▶ Problems to solve:
A - In the baseball preview, how many innings had Aaron Sanchez thrown at the All-Star break?
B - Reproduce the baseball preview word for word, starting with "But now what" and going on through "going to thrive.".
C - Pick up the baseball preview after its final sentence and carry it further.

Welcome, folks, to MLB’s second half, where we will find out if it is indeed the Year of the Cubs; if even-year baseball prophecies are no more reliable than visions from red priestesses; and if home runs are truly back in a big way (though whether the homer spike is due to a juiced ball, global warming or Brexit will remain anyone’s guess).
It should be another dramatic second half, with all but 10 teams within six games of a playoff spot and the Chicago media already pouncing on panic narratives. As the curtain rises for Act II, we’re here to identify the biggest X-factors in each division—the players who help will shape the storylines everywhere from Believeland to La-La Land.
AL East: Aaron Sanchez, Blue Jays
In recent years, major league clubs have handled young pitchers like rare blue diamonds, as in the cases of Stephen Strasburg, Matt Harvey, Julio Urias and so on. But because no two arms are alike—because every pitcher has his own unique history—the reality is that when it comes to innings limits and workload decisions, it's all pretty much a guessing game.
Which brings us to the case of Sanchez, who was a first time All-Star in San Diego and was the best starter on the Blue Jays in the first half. Sanchez forced his way into the rotation during spring training, though to anyone who has followed him, his breakout has not been a shock: He has been long regarded by evaluators as a potential top-of-the rotation arm, and this spring, he looked not only like Toronto’s best pitcher but also like someone who had the potential to be one of the best starters in the AL, which he has been (his 2.97 ERA ranks fourth in the league).
But now what will the Blue Jays do with their 24-year-old righthander? He has never thrown more than 133 1/3 innings in a season; at the All-Star break, Sanchez was already at 118 1/3, which ranks 10th in the majors. If Toronto moves Sanchez to the bullpen, it loses its best starter. At the same time, the move would strength a relief unit that has been a weakness. Then again, it's no guarantee that a young pitcher making that transition midseason is going to thrive.

[Dataset excerpts on object pointing]

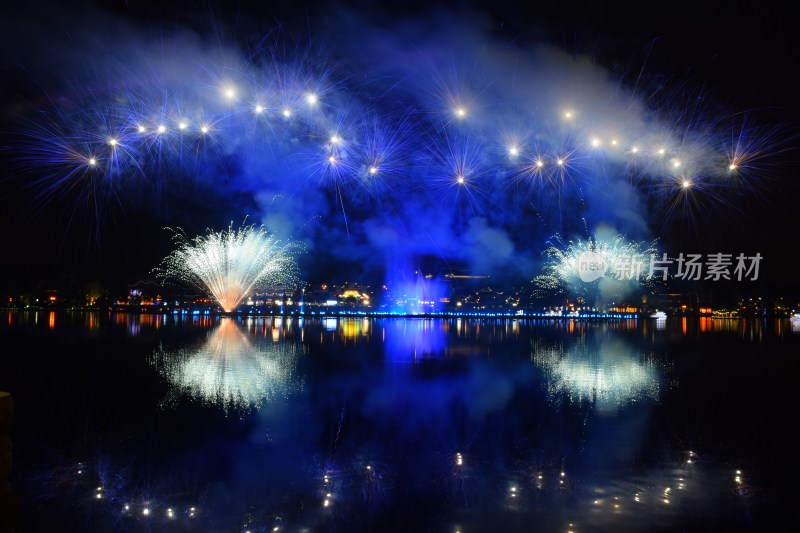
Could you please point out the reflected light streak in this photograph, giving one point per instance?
(231, 368)
(609, 375)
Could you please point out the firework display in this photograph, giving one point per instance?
(230, 264)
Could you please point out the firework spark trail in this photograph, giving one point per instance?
(230, 264)
(627, 264)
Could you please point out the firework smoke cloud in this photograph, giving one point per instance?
(385, 150)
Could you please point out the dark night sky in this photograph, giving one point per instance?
(739, 57)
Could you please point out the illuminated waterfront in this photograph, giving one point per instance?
(205, 423)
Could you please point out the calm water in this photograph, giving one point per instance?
(158, 423)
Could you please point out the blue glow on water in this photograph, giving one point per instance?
(344, 423)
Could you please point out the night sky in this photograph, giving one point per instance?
(390, 82)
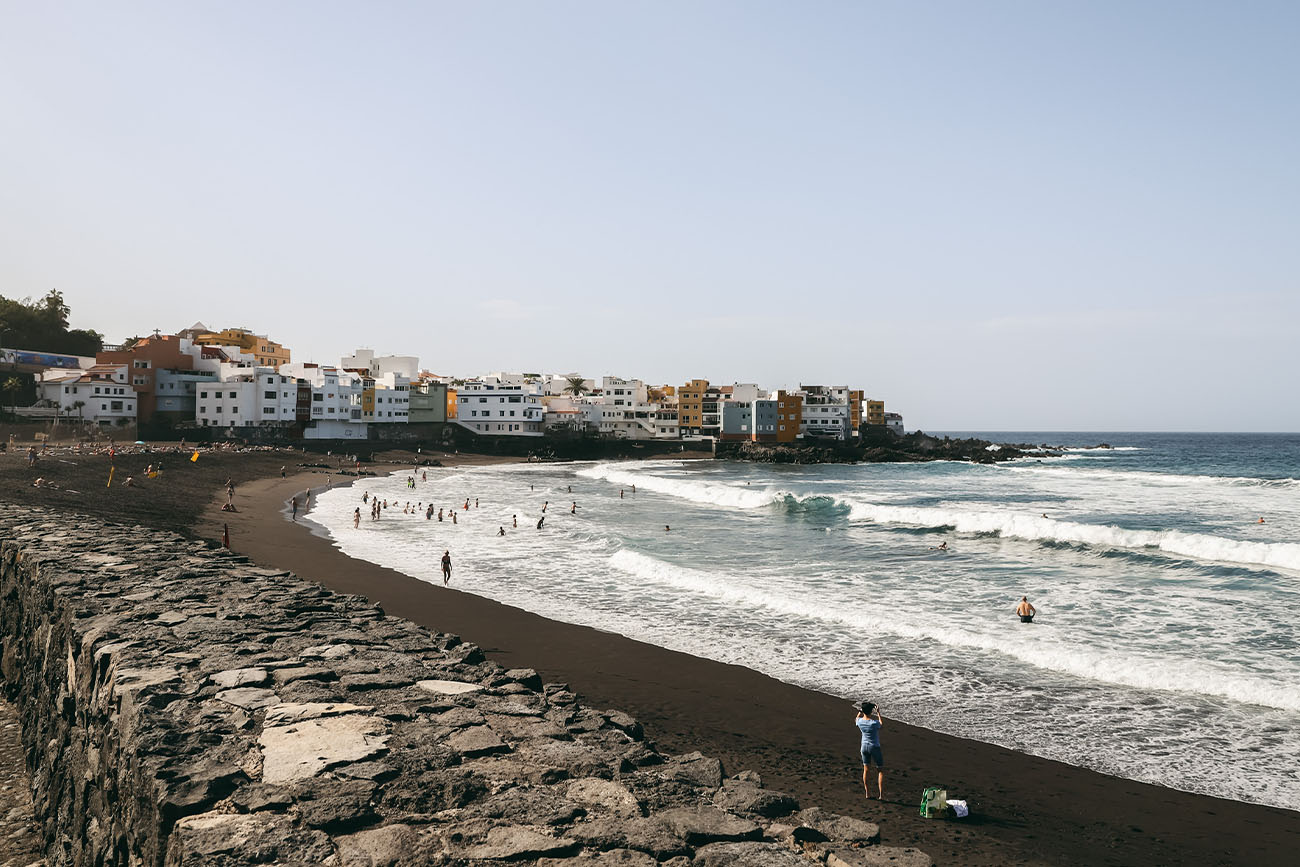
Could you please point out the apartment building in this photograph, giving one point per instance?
(493, 407)
(264, 351)
(100, 394)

▶ The replies:
A - 118 1/3 innings

B -
But now what will the Blue Jays do with their 24-year-old righthander? He has never thrown more than 133 1/3 innings in a season; at the All-Star break, Sanchez was already at 118 1/3, which ranks 10th in the majors. If Toronto moves Sanchez to the bullpen, it loses its best starter. At the same time, the move would strength a relief unit that has been a weakness. Then again, it's no guarantee that a young pitcher making that transition midseason is going to thrive.

C -
For now, the Blue Jays will closely monitor Sanchez’s next few starts and go from there. They're in the thick of a white-knuckle race—the Jays and Red Sox are within two games of the AL East-leading Orioles—and how they handle Sanchez will go a long way in determining whether they get another crack at their first championship since 1993.
AL Central: Michael Brantley, Indians
It’s not quite slaying-the-Warriors impressive, but what Cleveland's baseball club has done this summer has been impressive nonetheless, steamrolling the competition—the Indians have a 6 1/2-game lead in the division and possess the best run differential in the league—despite an offense that’s been hurt by the absence of the injured Brantley; putrid production from the catcher tandem of Yan Gomes and Chris Gimenez; and the loss of outfielder Marlon Byrd to a PED suspension.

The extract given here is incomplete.